[Rows from a pointing dataset]
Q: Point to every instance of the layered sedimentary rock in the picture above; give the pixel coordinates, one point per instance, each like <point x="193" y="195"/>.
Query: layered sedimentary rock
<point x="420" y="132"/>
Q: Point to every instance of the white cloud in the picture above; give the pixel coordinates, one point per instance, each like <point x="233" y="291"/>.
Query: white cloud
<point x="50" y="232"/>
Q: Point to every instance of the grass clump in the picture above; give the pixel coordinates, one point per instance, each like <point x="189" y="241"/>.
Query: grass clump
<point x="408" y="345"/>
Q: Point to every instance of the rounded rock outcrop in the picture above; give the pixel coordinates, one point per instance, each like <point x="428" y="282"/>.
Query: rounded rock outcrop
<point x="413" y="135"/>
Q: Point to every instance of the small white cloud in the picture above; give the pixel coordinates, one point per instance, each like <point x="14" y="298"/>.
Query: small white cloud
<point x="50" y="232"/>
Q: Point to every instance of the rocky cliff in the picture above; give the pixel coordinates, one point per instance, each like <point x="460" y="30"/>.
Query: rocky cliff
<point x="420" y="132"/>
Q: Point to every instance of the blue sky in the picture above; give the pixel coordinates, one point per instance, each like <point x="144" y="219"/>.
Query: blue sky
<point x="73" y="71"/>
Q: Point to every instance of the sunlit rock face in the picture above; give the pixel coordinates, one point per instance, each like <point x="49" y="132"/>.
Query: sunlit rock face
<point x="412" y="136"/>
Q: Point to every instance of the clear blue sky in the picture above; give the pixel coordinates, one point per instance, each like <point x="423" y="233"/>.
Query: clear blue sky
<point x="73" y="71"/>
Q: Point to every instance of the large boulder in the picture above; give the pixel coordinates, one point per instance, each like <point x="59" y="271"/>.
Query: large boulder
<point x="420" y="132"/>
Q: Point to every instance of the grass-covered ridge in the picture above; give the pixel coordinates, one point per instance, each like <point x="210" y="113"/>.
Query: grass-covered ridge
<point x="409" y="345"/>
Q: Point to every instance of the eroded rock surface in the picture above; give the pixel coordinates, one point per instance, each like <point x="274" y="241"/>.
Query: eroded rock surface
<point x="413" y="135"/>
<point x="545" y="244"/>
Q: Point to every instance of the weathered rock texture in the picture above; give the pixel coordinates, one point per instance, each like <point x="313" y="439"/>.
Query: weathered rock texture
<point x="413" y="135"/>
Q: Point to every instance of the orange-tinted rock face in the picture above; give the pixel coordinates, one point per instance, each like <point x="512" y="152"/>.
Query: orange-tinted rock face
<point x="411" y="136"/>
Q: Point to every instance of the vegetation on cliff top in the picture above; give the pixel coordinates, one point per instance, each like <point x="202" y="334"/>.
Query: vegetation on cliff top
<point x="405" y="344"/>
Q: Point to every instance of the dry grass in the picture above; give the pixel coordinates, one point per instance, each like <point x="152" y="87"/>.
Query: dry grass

- **Written request**:
Turn the lines of the entries, starting at the line that contains "Q: Point to every instance of the dry" and continuing through the end of the entries, into a Markdown table with a Row column that numbers each line and a Line column that holds it. Leave out blank lines.

- **Solved problem**:
| Row | Line |
|---|---|
| 1 | Q: Point to every instance of the dry grass in the picture above; give the pixel coordinates, one point per instance, each like <point x="152" y="87"/>. |
| 2 | Query: dry grass |